[Opening RECORD SET section]

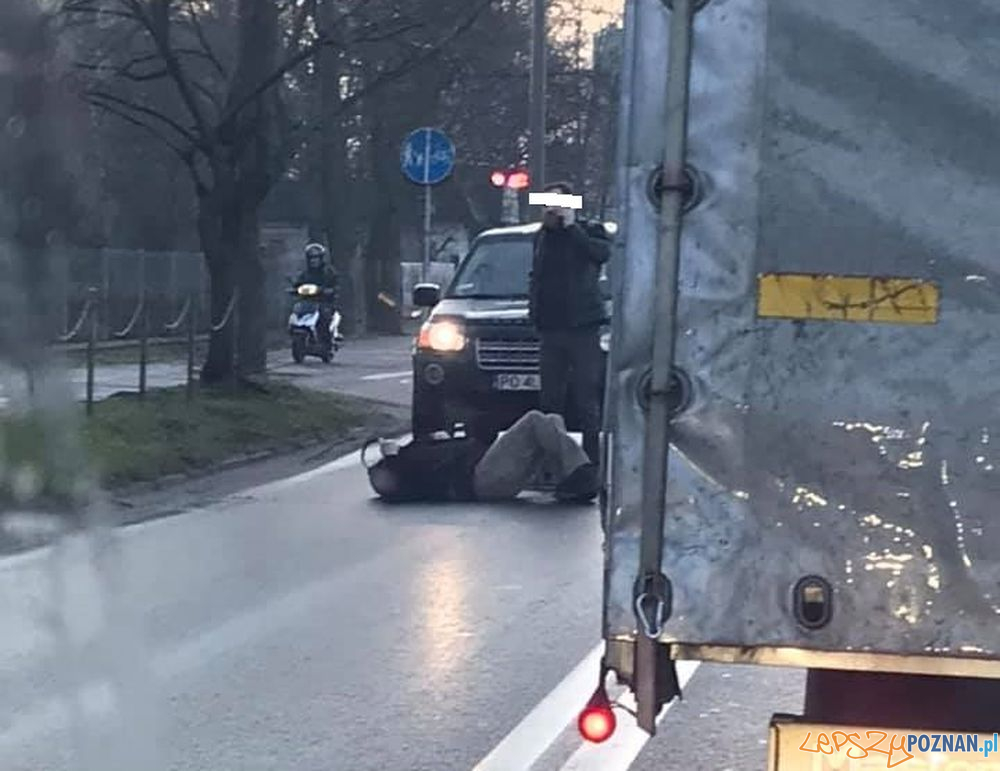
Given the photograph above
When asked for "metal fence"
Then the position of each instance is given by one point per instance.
(161, 281)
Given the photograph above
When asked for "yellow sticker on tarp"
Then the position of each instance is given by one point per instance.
(847, 298)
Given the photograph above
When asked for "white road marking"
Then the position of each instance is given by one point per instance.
(386, 375)
(540, 727)
(620, 751)
(557, 712)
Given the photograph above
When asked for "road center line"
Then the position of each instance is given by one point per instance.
(387, 375)
(540, 727)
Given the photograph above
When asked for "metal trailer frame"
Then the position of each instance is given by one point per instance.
(829, 501)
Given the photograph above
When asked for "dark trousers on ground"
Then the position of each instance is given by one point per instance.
(571, 372)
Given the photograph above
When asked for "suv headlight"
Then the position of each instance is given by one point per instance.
(442, 336)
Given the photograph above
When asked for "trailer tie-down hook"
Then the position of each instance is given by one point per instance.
(652, 605)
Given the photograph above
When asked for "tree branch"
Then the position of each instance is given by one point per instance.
(161, 39)
(401, 69)
(183, 153)
(99, 98)
(199, 32)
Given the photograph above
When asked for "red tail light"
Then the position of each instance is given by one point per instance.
(597, 721)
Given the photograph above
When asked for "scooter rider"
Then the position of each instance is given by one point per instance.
(325, 277)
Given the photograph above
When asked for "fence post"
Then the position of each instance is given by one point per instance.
(106, 290)
(94, 320)
(192, 322)
(236, 331)
(144, 327)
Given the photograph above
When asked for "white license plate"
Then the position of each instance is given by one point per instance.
(515, 381)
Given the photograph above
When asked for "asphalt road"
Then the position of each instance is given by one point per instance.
(299, 625)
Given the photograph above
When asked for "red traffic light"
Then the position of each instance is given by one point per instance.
(515, 180)
(518, 180)
(597, 721)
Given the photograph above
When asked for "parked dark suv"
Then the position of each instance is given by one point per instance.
(475, 360)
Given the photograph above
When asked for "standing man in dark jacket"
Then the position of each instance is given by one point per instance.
(567, 309)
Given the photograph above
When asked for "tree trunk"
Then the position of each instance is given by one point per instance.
(229, 237)
(217, 232)
(252, 316)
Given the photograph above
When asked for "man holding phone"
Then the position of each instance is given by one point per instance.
(567, 309)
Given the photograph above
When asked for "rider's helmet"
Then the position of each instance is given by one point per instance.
(315, 255)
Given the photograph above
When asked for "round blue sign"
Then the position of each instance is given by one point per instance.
(428, 156)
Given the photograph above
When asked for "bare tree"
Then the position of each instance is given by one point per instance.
(209, 80)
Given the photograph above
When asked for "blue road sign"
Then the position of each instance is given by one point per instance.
(428, 156)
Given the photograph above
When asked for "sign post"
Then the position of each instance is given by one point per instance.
(427, 158)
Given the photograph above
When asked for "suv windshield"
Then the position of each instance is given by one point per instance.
(496, 267)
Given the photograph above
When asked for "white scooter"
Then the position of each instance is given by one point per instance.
(303, 325)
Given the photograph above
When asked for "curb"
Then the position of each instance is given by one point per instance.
(352, 441)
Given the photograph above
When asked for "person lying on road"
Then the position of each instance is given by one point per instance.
(536, 448)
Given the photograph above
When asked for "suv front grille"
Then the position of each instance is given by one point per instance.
(508, 355)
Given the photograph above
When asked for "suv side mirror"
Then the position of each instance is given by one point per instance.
(426, 295)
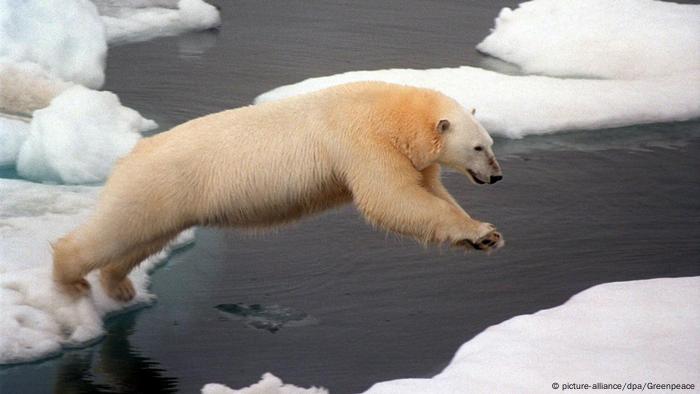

[Closing RECORD SET section]

### WORK ITEM
Scan the lines above for the word "road" and copy every one where it occurs.

### YOUR SOLUTION
When asked for "white road marking"
When asked for "road center line"
When asked for "asphalt road"
When asked for "blue road sign"
When asked for "person lying on road"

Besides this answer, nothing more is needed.